- **STATED PROBLEM**:
Could you extract every row below word for word, leaving the pictures out of your answer?

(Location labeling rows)

******************************

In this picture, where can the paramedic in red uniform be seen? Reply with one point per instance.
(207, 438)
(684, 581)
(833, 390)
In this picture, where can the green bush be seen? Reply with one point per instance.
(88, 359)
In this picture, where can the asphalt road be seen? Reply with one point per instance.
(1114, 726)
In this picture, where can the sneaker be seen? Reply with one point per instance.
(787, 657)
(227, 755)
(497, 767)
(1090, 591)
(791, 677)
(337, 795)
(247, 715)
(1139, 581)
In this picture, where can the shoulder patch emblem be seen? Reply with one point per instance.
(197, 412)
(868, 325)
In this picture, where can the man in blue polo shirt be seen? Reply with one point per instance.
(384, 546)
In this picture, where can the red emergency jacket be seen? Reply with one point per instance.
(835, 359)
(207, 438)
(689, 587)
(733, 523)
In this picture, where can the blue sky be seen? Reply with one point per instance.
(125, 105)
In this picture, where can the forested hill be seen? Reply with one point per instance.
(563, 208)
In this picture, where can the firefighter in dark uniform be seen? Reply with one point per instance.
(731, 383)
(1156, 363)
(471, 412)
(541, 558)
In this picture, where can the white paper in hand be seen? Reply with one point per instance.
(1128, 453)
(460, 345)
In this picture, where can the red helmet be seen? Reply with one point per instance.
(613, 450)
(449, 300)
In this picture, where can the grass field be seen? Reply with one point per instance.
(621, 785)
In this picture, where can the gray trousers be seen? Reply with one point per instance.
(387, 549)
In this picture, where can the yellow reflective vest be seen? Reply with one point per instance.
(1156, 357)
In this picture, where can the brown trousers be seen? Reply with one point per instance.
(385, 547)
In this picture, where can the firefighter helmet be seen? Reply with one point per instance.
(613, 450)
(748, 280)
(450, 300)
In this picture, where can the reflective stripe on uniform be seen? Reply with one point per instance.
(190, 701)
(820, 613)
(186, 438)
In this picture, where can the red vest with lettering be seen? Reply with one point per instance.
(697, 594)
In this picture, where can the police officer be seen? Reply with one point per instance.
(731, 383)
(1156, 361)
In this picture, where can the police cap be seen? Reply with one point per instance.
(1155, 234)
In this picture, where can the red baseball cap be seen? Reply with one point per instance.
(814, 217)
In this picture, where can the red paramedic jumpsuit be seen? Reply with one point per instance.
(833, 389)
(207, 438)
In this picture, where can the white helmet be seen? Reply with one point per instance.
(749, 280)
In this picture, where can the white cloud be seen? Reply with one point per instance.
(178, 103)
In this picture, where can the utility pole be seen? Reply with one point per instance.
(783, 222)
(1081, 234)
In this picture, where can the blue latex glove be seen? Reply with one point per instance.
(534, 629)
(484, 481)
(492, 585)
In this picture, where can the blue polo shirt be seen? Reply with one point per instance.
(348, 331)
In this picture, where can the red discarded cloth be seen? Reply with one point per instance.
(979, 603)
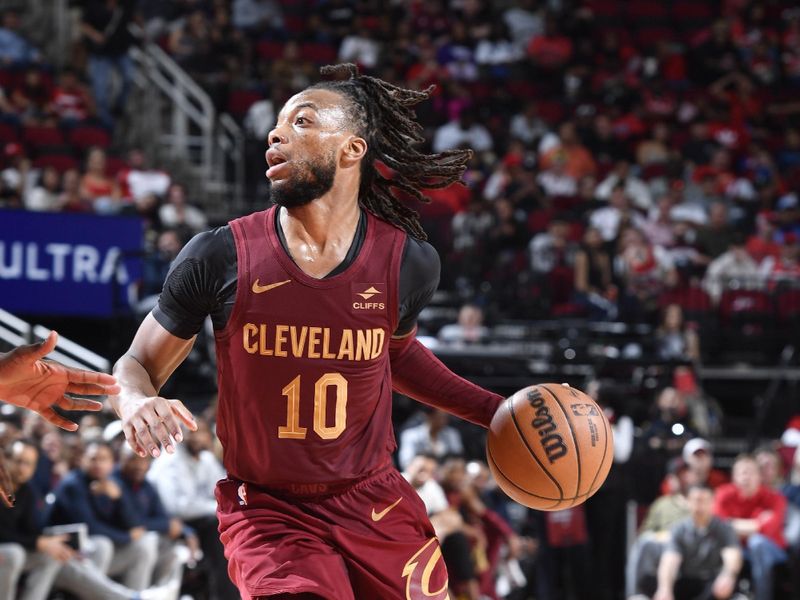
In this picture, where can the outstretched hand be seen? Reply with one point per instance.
(28, 381)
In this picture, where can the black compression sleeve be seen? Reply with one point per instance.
(419, 277)
(200, 282)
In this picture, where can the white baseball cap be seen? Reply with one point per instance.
(693, 446)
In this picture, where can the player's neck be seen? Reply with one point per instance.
(320, 234)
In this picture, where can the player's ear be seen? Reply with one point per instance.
(355, 148)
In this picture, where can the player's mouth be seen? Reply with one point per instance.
(277, 162)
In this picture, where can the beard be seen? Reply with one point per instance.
(314, 179)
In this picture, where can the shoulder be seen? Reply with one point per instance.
(421, 259)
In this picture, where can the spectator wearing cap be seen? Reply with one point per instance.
(734, 264)
(757, 515)
(698, 455)
(702, 558)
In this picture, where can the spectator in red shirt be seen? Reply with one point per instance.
(757, 515)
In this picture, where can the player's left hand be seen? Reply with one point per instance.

******************************

- **CORRECT RESPONSE**:
In this picture, where can the paramedic in red uniform be seen? Reply with one point per instance.
(207, 438)
(684, 581)
(833, 390)
In this picture, where can the green bush be seen? Reply with one point per instance.
(88, 359)
In this picture, where can the asphalt road be seen? Reply with one point per instance.
(1114, 726)
In this picture, where can the sneaker be seen? Reply with one point per instance.
(787, 657)
(227, 755)
(497, 767)
(1090, 591)
(791, 677)
(337, 795)
(247, 715)
(1139, 581)
In this picture, where can the shoulder patch emblem be seen? Reply with one point per instance.
(197, 412)
(868, 325)
In this picture, where can the man in blue polo shirt be seen? Reply with one point per instance.
(384, 546)
In this picture, where can the red emergency jacket be seen? Reply with one point per instance.
(835, 359)
(207, 438)
(689, 587)
(733, 523)
In this picture, where can the blue sky be seen? Reply with one point per instance.
(125, 105)
In this picture, where can the forested hill be seen? Reply with one point per instance.
(563, 208)
In this picture, where can the firefighter in dark uniform be seen? Reply with one point per instance.
(731, 383)
(1156, 363)
(471, 412)
(541, 558)
In this picture, where can the white paper in hand be seen? Reply with one point per instance.
(1128, 453)
(460, 345)
In this picture, where can the red helmet be seen? Reply with one point per instance.
(613, 450)
(449, 300)
In this picture, where can the grass field be seen? Reply with one point per instance.
(621, 785)
In this picture, where can the gray trousers be seen? Reply with one point per instance.
(387, 549)
In this picture, where can the yellow reflective vest be seen? Reply with one point per instance.
(1156, 357)
In this picture, where can the brown trousers be seen? Reply with one point per instance.
(385, 547)
In this picture, where can the firefighter helmet be seen? Reply with one point per instance.
(613, 450)
(748, 280)
(450, 300)
In this picture, where can the reflective stripe on uniform be seen? Reply with one point per instance.
(190, 701)
(820, 613)
(186, 438)
In this picture, where can the red vest with lettering be seen? Reply with one point per instance.
(697, 594)
In this picture, where can the police officer be seen? Reply with one point per instance.
(731, 383)
(1156, 361)
In this picture, where can the police cap be seen? Reply with one point per instance.
(1155, 234)
In this picture, where can the red baseball cap be seen? Reply with one point per instance.
(814, 217)
In this picture, where can the red paramedic jumpsuit be seen? Reply with one point per instance.
(833, 389)
(207, 438)
In this picture, where can the white helmet be seen? Reply with one point per instance.
(749, 280)
In this picture, where can the white cloud be seen? Reply with one point per instance.
(178, 103)
In this picture, where can the utility pole be seen? Reply with one point per instance.
(783, 222)
(1081, 234)
In this picture, where can the blue latex glove be seen? Reply with one point per instance.
(534, 629)
(484, 481)
(492, 585)
In this picture, where can the blue polo shirt be seen? Reply with one point per instance.
(348, 331)
In this picture, where can the red discarded cloth be seen? Reply with one point per instance.
(979, 603)
In this picture, where can the outstretched hand be seen? Reply with one point per instance.
(28, 381)
In this picture, where can the black compression sleeve be seen? Reply with one point per instance.
(419, 277)
(200, 282)
In this picture, where can the white baseball cap be seen? Reply with one point per instance.
(693, 446)
In this picture, where can the player's neck be seen? Reply with one point per instance.
(320, 234)
In this picture, where can the player's ear be seen? Reply with one point per instance.
(355, 148)
In this picture, where can the player's mouth be seen? Reply with one point per instance.
(277, 162)
In this picture, where can the beard be seen? Reply with one point per instance.
(314, 179)
In this picture, where can the shoulder be seen? Reply with one point per instance.
(421, 259)
In this picture, where can the spectator wearing cap be seen? Reply with one point per instance.
(734, 264)
(757, 515)
(698, 455)
(702, 558)
In this picture, where can the spectator in red shirt be seen? Reply with one point per instance.
(757, 515)
In this picture, where can the player's left hand be seen? Reply with one point per instance.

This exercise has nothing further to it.